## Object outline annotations
◇ ◇ ◇ ◇

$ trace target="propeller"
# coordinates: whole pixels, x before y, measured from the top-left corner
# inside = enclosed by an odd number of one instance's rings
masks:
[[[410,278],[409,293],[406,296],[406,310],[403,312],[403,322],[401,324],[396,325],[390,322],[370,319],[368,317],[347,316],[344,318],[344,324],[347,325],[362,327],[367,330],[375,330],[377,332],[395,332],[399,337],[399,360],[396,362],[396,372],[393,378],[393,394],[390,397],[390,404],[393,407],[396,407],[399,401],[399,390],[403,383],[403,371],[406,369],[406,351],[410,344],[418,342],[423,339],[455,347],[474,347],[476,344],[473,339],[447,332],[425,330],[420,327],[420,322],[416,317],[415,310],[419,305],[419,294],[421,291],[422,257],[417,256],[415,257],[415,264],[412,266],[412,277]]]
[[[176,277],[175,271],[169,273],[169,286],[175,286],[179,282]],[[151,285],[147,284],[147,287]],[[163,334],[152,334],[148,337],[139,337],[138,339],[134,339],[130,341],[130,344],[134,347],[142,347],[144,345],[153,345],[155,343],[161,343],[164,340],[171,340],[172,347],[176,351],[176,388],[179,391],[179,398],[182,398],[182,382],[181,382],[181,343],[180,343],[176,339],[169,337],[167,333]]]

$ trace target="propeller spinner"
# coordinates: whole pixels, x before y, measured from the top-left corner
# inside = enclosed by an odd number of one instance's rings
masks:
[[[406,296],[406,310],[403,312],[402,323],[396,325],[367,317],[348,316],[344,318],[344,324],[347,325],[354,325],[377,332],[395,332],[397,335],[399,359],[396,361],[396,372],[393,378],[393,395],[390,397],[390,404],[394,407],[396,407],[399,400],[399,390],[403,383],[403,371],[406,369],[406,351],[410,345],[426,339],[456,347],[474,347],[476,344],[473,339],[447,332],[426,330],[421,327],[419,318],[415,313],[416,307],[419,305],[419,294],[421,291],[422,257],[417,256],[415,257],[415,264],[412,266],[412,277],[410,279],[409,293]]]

◇ ◇ ◇ ◇

## What is required
Extract every line of the records above that contains the string "propeller", matching case exactly.

## Task answer
$ trace target="propeller"
$ trace target="propeller spinner"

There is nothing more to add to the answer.